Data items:
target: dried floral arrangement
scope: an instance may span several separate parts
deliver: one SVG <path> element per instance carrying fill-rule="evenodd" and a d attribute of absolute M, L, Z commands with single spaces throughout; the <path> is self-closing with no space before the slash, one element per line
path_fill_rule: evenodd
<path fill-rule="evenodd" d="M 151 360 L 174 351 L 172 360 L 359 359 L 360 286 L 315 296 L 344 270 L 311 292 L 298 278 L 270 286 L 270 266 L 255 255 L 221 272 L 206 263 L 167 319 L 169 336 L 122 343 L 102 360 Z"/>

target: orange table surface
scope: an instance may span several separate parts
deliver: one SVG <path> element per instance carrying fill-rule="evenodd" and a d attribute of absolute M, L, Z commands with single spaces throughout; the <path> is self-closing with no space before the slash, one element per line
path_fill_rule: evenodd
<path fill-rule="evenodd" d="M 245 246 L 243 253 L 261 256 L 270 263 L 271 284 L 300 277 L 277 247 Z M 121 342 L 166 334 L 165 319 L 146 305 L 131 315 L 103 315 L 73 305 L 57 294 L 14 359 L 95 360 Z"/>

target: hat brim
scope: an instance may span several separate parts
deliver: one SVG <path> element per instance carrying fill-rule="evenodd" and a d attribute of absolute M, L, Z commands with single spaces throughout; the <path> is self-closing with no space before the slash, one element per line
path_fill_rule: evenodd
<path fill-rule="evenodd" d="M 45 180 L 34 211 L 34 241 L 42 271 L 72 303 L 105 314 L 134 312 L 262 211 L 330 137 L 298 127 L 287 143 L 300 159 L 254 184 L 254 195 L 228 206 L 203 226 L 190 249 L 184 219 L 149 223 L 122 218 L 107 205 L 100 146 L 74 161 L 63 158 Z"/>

Written request: Please retype all of these records word for word.

Task answer:
target: dried floral arrangement
scope: an instance may span several separate parts
deliver: one SVG <path> element per instance carrying fill-rule="evenodd" and a d attribute of absolute M, L, Z commands with single spaces throughout; the <path> is self-closing with no space before the slash, one element per line
path_fill_rule: evenodd
<path fill-rule="evenodd" d="M 151 360 L 174 351 L 172 360 L 359 359 L 360 286 L 315 296 L 344 270 L 311 292 L 298 278 L 270 286 L 270 266 L 255 255 L 221 272 L 206 263 L 167 319 L 169 336 L 122 343 L 102 360 Z"/>

target: orange table surface
scope: an instance may span several separate parts
deliver: one SVG <path> element per instance carrying fill-rule="evenodd" and a d attribute of absolute M, L, Z commands with single spaces throughout; the <path> is self-closing with no space before the slash, one element per line
path_fill_rule: evenodd
<path fill-rule="evenodd" d="M 245 246 L 243 253 L 261 256 L 270 263 L 271 284 L 300 277 L 277 247 Z M 121 342 L 166 334 L 165 319 L 146 305 L 131 315 L 103 315 L 73 305 L 57 294 L 14 359 L 95 360 Z"/>

target: hat brim
scope: an instance may span several separate parts
deliver: one SVG <path> element per instance carrying fill-rule="evenodd" and a d attribute of absolute M, L, Z commands with single spaces throughout; the <path> is self-closing with no space before the slash, one element per line
path_fill_rule: evenodd
<path fill-rule="evenodd" d="M 45 180 L 34 211 L 34 241 L 42 271 L 72 303 L 105 314 L 134 312 L 262 211 L 330 137 L 298 127 L 287 143 L 300 159 L 254 184 L 254 195 L 228 206 L 203 226 L 190 249 L 184 219 L 149 223 L 122 218 L 107 205 L 100 146 L 74 161 L 63 158 Z"/>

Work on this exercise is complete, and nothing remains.